Problem description: Report every line of the listing below that contains the string "mountain", copying each such line in full. Treat uppercase and lowercase as different.

Data for this exercise:
══════

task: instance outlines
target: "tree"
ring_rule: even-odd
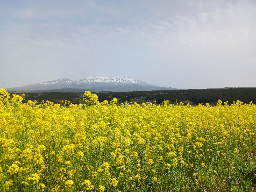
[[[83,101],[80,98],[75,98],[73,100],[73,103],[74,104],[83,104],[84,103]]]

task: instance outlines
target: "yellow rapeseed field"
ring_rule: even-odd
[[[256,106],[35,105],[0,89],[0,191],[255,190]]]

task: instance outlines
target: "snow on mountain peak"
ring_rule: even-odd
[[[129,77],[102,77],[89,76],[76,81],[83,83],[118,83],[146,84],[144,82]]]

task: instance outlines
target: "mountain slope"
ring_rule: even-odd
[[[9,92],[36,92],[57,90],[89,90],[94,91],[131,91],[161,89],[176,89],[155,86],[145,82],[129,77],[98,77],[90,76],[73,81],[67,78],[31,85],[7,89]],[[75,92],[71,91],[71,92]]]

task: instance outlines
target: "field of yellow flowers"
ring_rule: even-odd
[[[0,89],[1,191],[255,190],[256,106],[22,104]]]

══════

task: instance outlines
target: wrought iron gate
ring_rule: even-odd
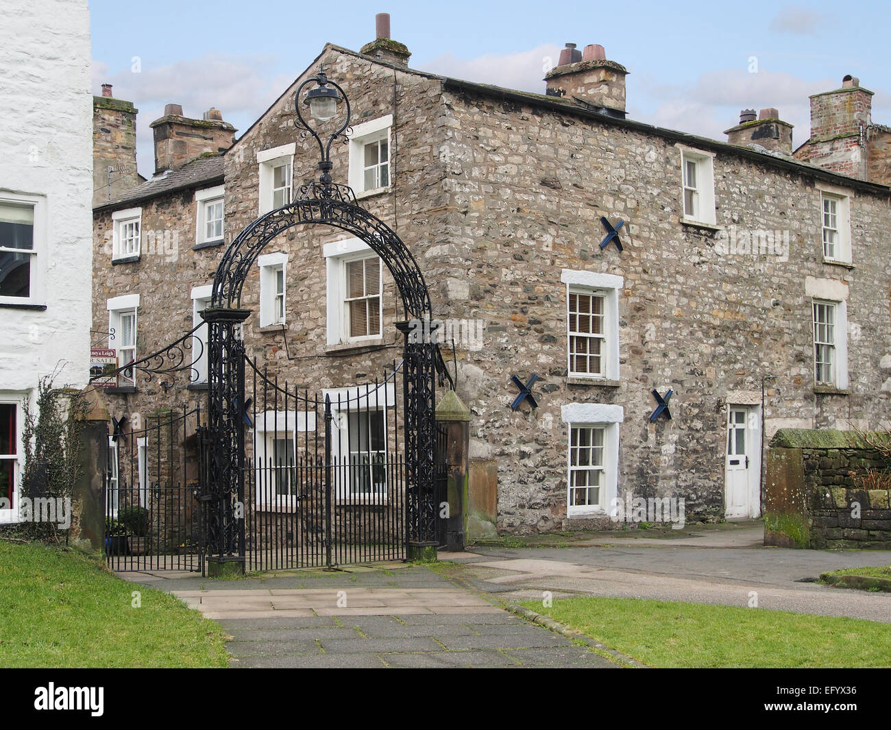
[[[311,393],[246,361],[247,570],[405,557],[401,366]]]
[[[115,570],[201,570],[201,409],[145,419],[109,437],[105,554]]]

══════

Task response:
target: "snow on mountain peak"
target: "mountain slope"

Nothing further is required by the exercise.